Pick out every line in the rows below that contains the word "rose", and copy each of those lines. Match case exactly.

— Start Listed entries —

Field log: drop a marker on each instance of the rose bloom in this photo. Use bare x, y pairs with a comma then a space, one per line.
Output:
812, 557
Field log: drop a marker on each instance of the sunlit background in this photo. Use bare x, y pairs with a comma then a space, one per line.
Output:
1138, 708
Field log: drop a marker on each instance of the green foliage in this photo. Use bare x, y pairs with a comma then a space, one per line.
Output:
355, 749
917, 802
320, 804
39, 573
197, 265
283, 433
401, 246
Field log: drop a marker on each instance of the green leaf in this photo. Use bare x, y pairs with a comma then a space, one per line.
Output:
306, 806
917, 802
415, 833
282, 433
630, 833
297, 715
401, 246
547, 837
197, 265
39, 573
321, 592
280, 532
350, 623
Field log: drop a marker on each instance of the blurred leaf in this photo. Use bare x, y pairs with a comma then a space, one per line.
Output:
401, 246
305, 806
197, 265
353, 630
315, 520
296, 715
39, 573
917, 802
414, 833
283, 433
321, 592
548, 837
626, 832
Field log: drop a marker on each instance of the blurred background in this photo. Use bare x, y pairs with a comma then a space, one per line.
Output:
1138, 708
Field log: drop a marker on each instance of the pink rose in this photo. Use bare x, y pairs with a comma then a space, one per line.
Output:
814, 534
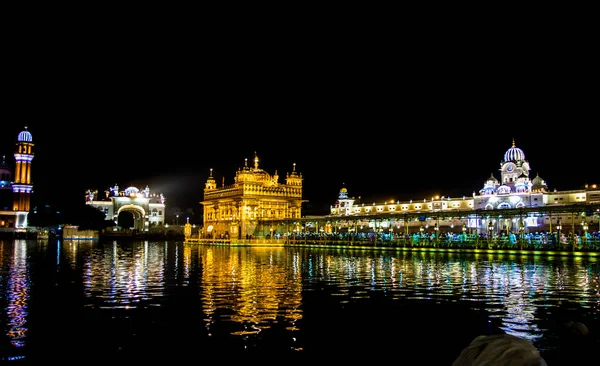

— End Listed entries —

__Response__
Field log: drop a marker on each instance of the rose bloom in this photo. Use bare x, y pairs with a comma then a space, one per line.
Field log: drop a marker on each instance of the pink rose in this photo. Use bare x, y pairs with a comma then a space, one per line.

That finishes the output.